Given task » Output an exact reproduction of the data.

(Excerpts from point annotation data)
%%
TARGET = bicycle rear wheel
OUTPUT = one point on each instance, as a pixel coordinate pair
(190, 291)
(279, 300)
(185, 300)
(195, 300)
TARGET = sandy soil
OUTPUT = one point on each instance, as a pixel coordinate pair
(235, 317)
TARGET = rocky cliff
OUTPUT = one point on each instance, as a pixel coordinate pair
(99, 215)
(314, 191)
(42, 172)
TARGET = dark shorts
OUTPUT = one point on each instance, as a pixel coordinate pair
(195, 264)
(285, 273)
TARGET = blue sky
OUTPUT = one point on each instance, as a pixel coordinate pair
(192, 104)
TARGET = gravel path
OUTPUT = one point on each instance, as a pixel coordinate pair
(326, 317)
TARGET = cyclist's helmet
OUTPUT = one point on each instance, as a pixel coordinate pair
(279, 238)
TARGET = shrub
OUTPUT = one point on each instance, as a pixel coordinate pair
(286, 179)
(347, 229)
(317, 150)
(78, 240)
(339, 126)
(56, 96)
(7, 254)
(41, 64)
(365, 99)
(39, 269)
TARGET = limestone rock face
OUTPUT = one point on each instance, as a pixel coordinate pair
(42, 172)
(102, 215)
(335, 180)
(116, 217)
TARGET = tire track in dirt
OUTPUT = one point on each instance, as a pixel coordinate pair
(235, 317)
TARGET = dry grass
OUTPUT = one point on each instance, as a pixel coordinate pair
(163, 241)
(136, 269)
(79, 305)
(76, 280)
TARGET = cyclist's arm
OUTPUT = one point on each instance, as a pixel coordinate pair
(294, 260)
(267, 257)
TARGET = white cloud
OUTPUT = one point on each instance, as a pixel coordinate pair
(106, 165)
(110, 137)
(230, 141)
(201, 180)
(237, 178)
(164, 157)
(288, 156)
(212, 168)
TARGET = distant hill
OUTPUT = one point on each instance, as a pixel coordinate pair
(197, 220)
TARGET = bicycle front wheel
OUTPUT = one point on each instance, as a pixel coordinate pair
%%
Response for this exercise »
TARGET = bicycle rear wheel
OUTPUT = one point on each instance, as a pixel coordinate pair
(190, 291)
(279, 300)
(185, 300)
(195, 300)
TARGET = sandy soil
OUTPUT = one point on each instance, as a pixel coordinate pair
(235, 317)
TARGET = rocky cliff
OUTPUT = one point on each instance, as a pixel coordinate pair
(99, 215)
(314, 191)
(42, 172)
TARGET = dark shorts
OUTPUT = one point on each instance, as a pixel coordinate pair
(195, 264)
(285, 273)
TARGET = blue sky
OUTPUT = one point on each instance, as a pixel coordinate pair
(192, 104)
TARGET = gravel path
OUTPUT = one point on each instance, as a pixel coordinate pair
(326, 317)
TARGET = cyclist's helmet
OUTPUT = one point on each instance, as a pixel coordinate pair
(279, 238)
TARGET = shrub
OUTPUT = one point on each instance, as a pixel coordinate pair
(286, 179)
(347, 229)
(317, 150)
(78, 240)
(339, 126)
(56, 96)
(7, 254)
(41, 64)
(365, 99)
(39, 269)
TARGET = limestone rock face
OUTPUT = one point on each instance, as a pixel coordinate pair
(42, 172)
(102, 215)
(335, 180)
(116, 217)
TARGET = tire track in dirt
OUTPUT = one point on each instance, as a pixel coordinate pair
(235, 317)
TARGET = dry grass
OUTPUT = one point on each instance, as a pixel coordinate pair
(163, 241)
(136, 269)
(79, 305)
(76, 280)
TARGET = cyclist's arm
OUTPUT = one point on each instance, as a pixel coordinate pair
(294, 260)
(267, 257)
TARGET = white cloud
OUTPUT = one point on each instance, as a pixel coordinate pair
(106, 165)
(110, 137)
(230, 141)
(201, 180)
(237, 178)
(164, 157)
(288, 156)
(212, 168)
TARGET = distant hill
OUTPUT = one point on each instance, as a pixel coordinate pair
(197, 220)
TARGET = bicycle front wheel
OUTPUT = one point on each instance, as a pixel coordinate pair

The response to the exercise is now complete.